* WHAT YOU WILL DO:
1) In the paper excerpt below on binarizing business card images, what property is used to classify some of the image blocks as background?
2) Summarize the paper excerpt below on binarizing business card images in two sentences.

* DOCUMENT SEGMENT:

INT. CONF. ON ADVANCES IN COMPUTER VISION AND IT (2009) 968-975
Binarizing Business Card Images for Mobile Devices A. F. Mollah#, S. Basu*, N. Das*, R. Sarkar*, M. Nasipuri*, M. Kundu* #
School of Mobile Computing and Communication, Jadavpur University, Kolkata, India [email protected]
Department of Computer Science & Engineering, Jadavpur University, Kolkata, India
Abstract— Business card images are of multiple natures as these often contain graphics, pictures and texts of various fonts and sizes both in background and foreground. So, the conventional binarization techniques designed for document images can not be directly applied on mobile devices. In this paper, we have presented a fast binarization technique for camera captured business card images. A card image is split into small blocks. Some of these blocks are classified as part of the background based on intensity variance. Then the non-text regions are eliminated and the text ones are skew corrected and binarized using a simple yet adaptive technique. Experiment shows that the technique is fast, efficient and applicable for the mobile devices. Keywords— Binarization, Extraction, Skew Correction
I. INTRODUCTION With the pervasive availability of low cost portable imaging devices, digital camera has become so popular that majority of the mobile devices such as cell-phones and Portable Digital Assistants (PDA) have inbuilt digital camera. The resolution of these cameras is getting increased day by day. The computing power and primary memory of the mobile devices are also gradually going higher. So, the idea of image processing and analysis is no more limited to desktop computation. Researchers have paid significant attention towards developing Optical Character Recognition (OCR) systems for document images on mobile devices. High resolution flatbed scanners are used for desktop processing of document images. Scanner captured document images hardly suffer from blur, shadow, skew and perspective distortion whereas these are very common for camera captured documents. On the other hand, mobile devices are portable and so more useful than scanners for document processing, particularly for capturing and processing any arbitrary documents such as thick books, fragile documents like old historical manuscripts, scene texts, caption texts, graphic texts, etc. Business Card Reader (BCR) for mobile devices is such a useful application of camera captured document image processing. With the development of an efficient BCR system, the information of the acquired business card images can be directly populated to the contact profile of the mobile devices. Thus, the business card management will be of great ease than ever before. None would have to carry the business card album nor have to type the information of the cards to populate into the handheld devices. One of the major challenges of designing such a system is the binarization of business card images. Business card images
often have complex background and texts of multiple natures. These images may contain logo, picture, texts of different fonts and various font sizes, graphic background, etc. Therefore, binarization can not be done straight forward and we found that neither global nor locally adaptive binarization techniques [1-4] can be applied for such images. Majority of the conventional binarization techniques are for scanned documents and some are for camera captured document images too. Seeger et al.  has presented an algorithm based on Background Surface Thresholding (BST) for binarizing camera captured document images. At first, the texts are eliminated from the document image and then the background is interpolated. They compute a threshold with the help of this interpolated background image and the original image, and binarize the document using it. Kim et al.  has presented an adaptive multi-window binarization method for document images acquired by camera. Information from the global trend as well as the local detail is used to determine the local threshold by applying multiple windows varying in sizes. Stroke neighborhood enhancement based document image binarization method is found in . The foreground pixels are marked and the strokes are enhanced based on their neighborhood information. Then the enhanced image is binarized by incorporating contrast enhancing function and the smooth function. Segmentation based binarization approach is found in . Literatures suggest that most of the binarization methods are for document images. They may not be directly applicable for binarizing business card images. In this paper, we have presented a novel technique for binarizing business card images, designed in our work towards developing an efficient BCR system for mobile devices. Experiments show that the technique has low computational overhead, and is fast and efficient. II. THE PRESENT METHOD As discussed in Section I, binarization of business card images may not be straight forward. Our technique consists of few stages. At the first stage, the background is eliminated using a method as discussed in Section II-A. Then the foreground non-text elements are removed as explained in Section II-B. After that the image is expected to contain only text regions. These text regions are skew corrected as illustrated in Section II-C. And finally, the skew corrected test regions are binarized in Section II-D.

* DATA RECORDS:

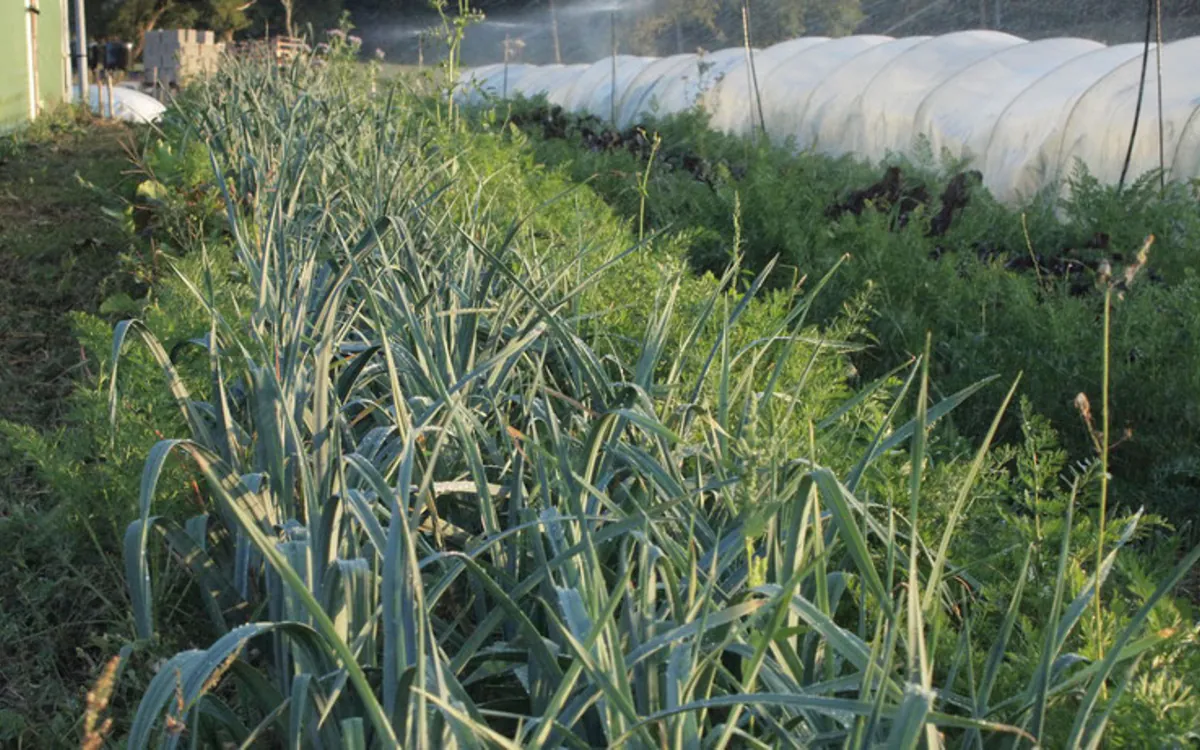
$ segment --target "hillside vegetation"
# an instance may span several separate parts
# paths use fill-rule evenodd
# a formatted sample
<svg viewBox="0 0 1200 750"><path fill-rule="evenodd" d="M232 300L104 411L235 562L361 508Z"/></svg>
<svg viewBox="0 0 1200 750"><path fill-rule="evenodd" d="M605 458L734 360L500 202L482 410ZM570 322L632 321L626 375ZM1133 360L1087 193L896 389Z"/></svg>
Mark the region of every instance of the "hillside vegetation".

* SOLUTIONS FOR EACH TASK:
1) Intensity variance.

2) Business card images mix graphics, pictures, and text of varied fonts and sizes, so conventional binarization techniques designed for document images cannot be applied directly. The authors present a fast technique for camera-captured cards that splits the image into blocks, removes the background and non-text regions, then corrects the skew of the text regions and binarizes them, with experiments showing it is fast, efficient, and suitable for mobile devices.